Records of labeled boxes:
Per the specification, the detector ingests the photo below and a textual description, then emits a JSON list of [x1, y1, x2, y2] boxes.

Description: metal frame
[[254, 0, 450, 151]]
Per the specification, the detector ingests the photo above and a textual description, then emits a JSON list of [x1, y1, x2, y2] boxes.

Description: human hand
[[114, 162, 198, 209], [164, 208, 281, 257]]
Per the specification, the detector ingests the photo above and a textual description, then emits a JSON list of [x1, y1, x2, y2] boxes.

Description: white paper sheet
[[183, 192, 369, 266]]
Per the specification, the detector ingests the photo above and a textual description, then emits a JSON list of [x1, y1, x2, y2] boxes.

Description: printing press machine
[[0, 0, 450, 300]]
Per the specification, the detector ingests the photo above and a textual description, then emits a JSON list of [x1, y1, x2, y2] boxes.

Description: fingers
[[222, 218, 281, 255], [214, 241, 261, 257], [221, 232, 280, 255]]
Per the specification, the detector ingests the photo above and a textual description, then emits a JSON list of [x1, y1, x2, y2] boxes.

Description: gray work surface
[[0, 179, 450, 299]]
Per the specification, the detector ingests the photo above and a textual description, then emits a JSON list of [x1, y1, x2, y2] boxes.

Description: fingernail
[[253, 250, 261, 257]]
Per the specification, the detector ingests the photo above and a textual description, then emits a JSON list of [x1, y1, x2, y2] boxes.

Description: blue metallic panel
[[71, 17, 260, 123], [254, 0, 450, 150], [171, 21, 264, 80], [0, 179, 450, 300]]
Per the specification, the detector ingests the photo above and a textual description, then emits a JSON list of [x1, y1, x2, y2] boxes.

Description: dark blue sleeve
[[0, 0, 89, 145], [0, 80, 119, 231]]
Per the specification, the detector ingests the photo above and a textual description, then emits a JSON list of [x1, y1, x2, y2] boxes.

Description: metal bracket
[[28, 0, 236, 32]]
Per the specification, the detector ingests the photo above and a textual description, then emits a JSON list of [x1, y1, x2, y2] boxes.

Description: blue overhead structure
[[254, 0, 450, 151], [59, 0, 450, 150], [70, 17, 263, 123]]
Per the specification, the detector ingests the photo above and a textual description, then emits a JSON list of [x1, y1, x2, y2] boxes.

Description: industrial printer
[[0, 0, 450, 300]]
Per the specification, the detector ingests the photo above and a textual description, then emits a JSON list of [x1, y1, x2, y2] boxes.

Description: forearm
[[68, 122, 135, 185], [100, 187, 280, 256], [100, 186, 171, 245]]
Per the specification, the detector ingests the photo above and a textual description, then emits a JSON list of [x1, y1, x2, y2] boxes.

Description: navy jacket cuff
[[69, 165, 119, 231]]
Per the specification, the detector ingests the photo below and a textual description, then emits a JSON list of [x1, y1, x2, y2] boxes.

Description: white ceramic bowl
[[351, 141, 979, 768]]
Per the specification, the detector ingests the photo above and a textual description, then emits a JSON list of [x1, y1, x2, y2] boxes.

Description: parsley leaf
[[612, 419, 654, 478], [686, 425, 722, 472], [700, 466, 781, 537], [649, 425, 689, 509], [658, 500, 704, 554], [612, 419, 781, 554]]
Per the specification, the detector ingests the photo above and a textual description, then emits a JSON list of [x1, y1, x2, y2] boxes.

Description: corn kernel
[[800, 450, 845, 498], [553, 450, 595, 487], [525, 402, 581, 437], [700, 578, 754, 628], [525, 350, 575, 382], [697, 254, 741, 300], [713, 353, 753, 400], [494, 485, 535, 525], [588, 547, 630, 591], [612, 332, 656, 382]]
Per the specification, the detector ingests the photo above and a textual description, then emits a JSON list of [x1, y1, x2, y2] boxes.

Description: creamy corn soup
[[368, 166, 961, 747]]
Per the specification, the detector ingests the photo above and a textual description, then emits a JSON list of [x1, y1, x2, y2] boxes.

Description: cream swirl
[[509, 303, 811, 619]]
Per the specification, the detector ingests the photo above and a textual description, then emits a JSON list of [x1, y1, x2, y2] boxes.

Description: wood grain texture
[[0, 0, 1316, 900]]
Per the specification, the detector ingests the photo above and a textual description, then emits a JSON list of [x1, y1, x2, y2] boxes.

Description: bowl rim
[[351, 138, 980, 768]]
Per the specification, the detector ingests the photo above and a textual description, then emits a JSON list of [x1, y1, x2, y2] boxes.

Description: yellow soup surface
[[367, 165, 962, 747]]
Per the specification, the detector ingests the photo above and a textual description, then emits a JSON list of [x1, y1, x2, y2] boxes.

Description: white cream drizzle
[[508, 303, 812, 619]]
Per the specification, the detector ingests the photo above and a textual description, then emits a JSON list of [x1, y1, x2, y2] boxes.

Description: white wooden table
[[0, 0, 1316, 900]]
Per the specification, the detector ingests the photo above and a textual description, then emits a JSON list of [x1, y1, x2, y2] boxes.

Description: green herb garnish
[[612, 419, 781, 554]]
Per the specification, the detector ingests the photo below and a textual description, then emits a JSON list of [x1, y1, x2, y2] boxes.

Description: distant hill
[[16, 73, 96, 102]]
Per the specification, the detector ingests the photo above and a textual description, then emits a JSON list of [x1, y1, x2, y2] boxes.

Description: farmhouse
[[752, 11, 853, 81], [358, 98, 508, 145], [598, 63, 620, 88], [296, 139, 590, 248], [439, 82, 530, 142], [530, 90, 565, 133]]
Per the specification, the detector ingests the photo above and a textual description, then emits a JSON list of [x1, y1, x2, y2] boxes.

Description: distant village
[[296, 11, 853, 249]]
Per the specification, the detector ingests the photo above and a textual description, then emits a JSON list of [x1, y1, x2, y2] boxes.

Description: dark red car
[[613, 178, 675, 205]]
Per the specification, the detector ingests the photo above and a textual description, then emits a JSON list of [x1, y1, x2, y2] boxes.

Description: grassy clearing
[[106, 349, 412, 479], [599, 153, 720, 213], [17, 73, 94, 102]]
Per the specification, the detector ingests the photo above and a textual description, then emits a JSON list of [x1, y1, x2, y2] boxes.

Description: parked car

INSTRUCTIONS TO FOLLOW:
Copy out the lines from the start of the records through the line that contains "[[0, 179, 450, 299]]". Increase every bounding-box coordinate in them by 136 and leave all other text unchanged.

ANSWER:
Per the specification, the detector ingests the photo below and a textual description, then emits a JSON list of [x1, y1, x2, y2] boxes.

Description: metal frame
[[390, 136, 586, 287]]
Per the specification, the detector ingests the photo above and a textual description, then emits a JSON list of [x1, y1, x2, y2] boxes.

Description: human hand
[[250, 298, 334, 345], [300, 344, 417, 393]]
Per the specification, the detector ingests the photo above and a textual description, then emits a JSON list of [x1, y1, x2, y2] boxes.

Description: white paper sheet
[[319, 328, 505, 402]]
Per the specification, the detector ingests the photo above and a textual description, then emits a JSON list of [x1, y1, x2, y2] boxes.

Description: printing press machine
[[136, 136, 586, 436]]
Per the specification, the detector ingests the photo above and a textual description, then emits a JSON list of [x1, y1, x2, y2] boxes.

Description: fingers
[[358, 354, 417, 391], [350, 377, 397, 393], [357, 368, 416, 391]]
Per the specification, the detector ingests the photo above and a textual description, then emits a JSON list of [x1, y1, x2, y2] boxes.

Description: gray work surface
[[136, 315, 586, 435]]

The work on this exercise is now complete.